— Exercise directions —
Restate the course planning app case study starting with "Main research takeaway" and going on through "4 year planner.", substituting "calendar" for "schedule".

Understanding the Problem
Prior to this work, there were three independent student-made course planning apps, but these had three main pain points:
-
Difficult or impossible to keep track of graduation requirements for each major and/or minor in these apps
-
Frustrating to transfer courses and plans between apps (one was for semester planning, another for 4 year plan)
-
Had to use an addition Google Doc/Excel to keep track of courses interested in, but can't fit in current plan
Research
-
User Interviews
-
Journey Map
-
How Might We Qs
-
User Personas
-
Affinity Map
-
Impact vs. Effort Grid





Main research takeaway was to streamline the process in one app with:
-
all course information and ratings
-
the ability to plan multiple academic paths
-
a place to store interesting classes that can't fit into schedule
Initial Designs
After research, we decided to create a three part app: 4 year planning, semester planning, and course information pages. My page to design was the 4 year planner.




Key components of the 4 year planner:
-
Multiple degree plans (upper middle ORF and COS)

— Record extracts —
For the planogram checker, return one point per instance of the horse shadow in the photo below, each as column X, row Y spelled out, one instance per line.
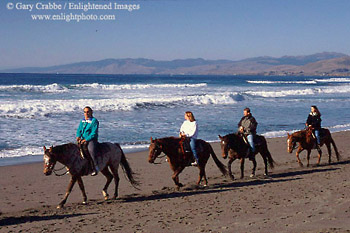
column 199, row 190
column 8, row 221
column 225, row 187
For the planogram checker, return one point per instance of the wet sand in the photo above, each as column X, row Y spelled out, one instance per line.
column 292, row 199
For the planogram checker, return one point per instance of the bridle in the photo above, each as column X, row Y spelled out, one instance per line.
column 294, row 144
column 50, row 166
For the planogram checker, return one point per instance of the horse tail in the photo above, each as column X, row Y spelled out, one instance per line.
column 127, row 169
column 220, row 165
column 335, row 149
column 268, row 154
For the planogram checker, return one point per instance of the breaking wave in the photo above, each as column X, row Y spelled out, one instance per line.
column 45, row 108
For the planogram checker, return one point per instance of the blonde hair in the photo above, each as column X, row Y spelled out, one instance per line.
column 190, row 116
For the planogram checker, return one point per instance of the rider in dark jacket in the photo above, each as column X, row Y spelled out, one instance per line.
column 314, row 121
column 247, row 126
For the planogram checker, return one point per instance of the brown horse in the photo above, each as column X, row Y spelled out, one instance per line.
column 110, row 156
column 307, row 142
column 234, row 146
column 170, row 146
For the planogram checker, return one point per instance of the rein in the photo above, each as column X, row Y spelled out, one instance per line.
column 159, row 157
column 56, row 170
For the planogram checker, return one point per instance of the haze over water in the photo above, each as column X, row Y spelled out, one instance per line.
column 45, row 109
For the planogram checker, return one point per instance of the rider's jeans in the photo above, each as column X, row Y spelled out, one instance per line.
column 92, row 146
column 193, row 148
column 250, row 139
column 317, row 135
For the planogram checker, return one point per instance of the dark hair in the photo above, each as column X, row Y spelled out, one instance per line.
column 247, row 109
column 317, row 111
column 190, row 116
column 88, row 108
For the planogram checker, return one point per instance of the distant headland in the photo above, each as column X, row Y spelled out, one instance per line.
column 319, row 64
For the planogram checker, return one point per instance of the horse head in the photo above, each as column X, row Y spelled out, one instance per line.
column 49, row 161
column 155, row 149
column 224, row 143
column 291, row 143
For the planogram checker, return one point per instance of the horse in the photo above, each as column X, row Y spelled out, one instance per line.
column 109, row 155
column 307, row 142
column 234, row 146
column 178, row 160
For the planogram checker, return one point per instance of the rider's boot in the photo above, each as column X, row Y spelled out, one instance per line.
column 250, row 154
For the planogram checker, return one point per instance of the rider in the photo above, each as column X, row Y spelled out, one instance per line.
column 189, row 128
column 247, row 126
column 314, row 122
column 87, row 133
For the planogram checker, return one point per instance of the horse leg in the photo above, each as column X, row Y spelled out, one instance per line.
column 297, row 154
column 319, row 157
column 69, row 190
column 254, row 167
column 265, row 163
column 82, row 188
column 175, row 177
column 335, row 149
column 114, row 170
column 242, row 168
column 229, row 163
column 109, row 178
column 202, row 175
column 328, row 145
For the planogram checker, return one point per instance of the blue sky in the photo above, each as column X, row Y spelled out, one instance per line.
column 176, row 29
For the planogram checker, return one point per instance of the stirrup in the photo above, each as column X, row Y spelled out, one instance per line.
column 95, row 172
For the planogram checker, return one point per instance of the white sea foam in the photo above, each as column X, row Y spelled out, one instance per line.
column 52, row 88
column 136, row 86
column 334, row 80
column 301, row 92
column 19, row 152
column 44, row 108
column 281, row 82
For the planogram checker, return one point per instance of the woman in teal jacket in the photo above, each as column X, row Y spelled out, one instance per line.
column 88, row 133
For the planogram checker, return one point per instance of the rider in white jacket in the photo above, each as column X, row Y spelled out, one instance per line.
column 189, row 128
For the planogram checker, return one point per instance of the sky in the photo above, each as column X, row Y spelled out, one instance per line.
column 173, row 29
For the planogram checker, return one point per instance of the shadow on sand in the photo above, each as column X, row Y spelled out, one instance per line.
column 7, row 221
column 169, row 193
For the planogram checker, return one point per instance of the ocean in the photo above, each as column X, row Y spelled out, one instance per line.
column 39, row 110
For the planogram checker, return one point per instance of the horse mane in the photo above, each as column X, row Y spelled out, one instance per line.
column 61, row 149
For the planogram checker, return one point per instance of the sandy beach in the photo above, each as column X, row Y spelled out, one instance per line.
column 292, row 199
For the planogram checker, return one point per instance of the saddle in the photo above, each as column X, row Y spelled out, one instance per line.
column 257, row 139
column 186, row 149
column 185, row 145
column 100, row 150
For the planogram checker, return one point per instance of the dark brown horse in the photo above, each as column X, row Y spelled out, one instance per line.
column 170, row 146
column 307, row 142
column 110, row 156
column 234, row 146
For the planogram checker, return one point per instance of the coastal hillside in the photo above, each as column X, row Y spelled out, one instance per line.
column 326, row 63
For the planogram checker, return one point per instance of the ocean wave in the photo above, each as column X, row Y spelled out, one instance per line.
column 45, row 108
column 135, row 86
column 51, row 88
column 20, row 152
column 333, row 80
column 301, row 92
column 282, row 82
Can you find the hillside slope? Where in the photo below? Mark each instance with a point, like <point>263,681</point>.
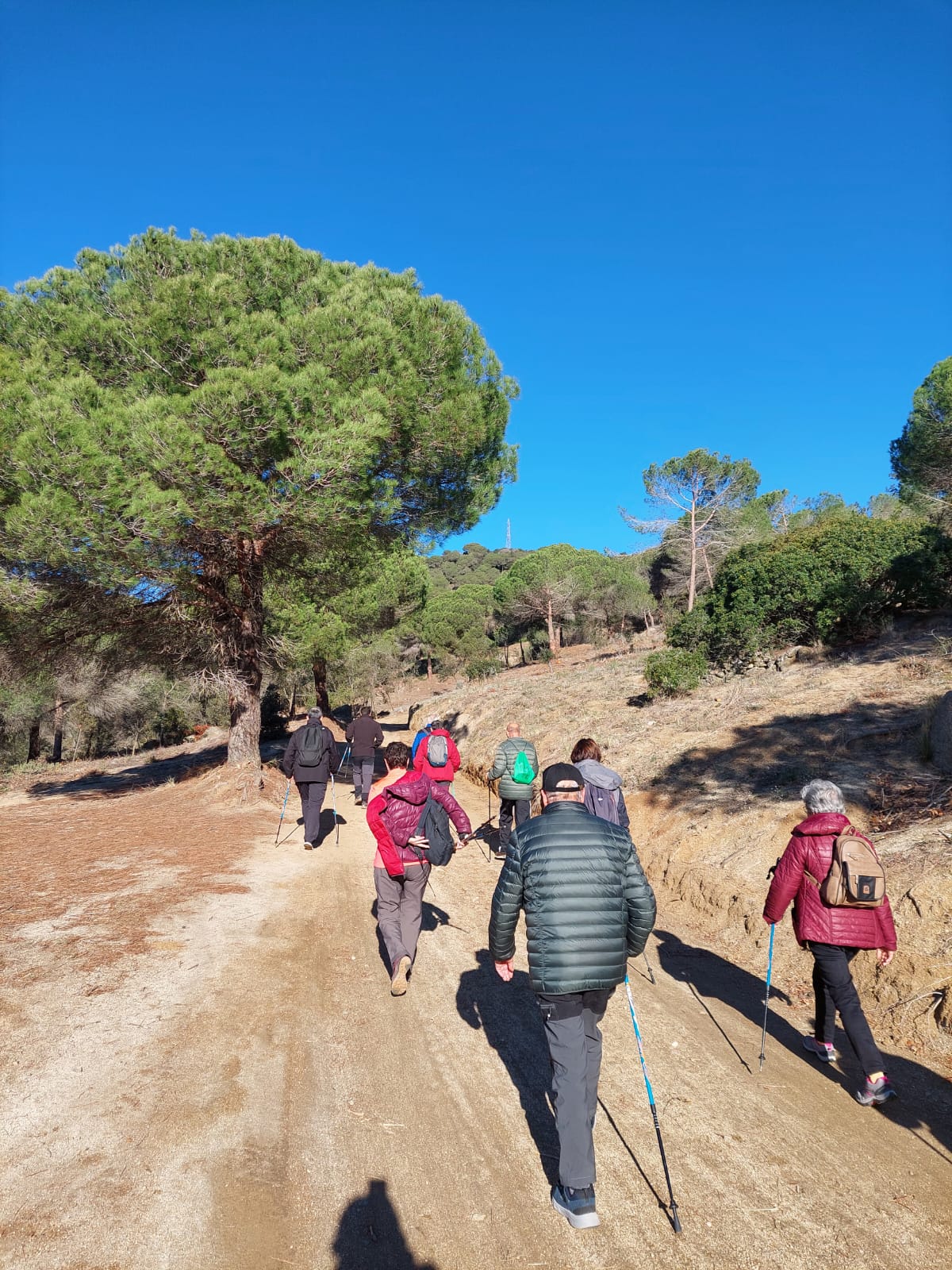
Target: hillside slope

— Result of the task —
Main research takeaway was to streamline the process in one app with:
-
all course information and ratings
-
the ability to plan multiple academic paths
-
a place to store interesting classes that can't fit into calendar
Initial Designs
After research, we decided to create a three part app: 4 year planning, semester planning, and course information pages. My page to design was the 4 year planner.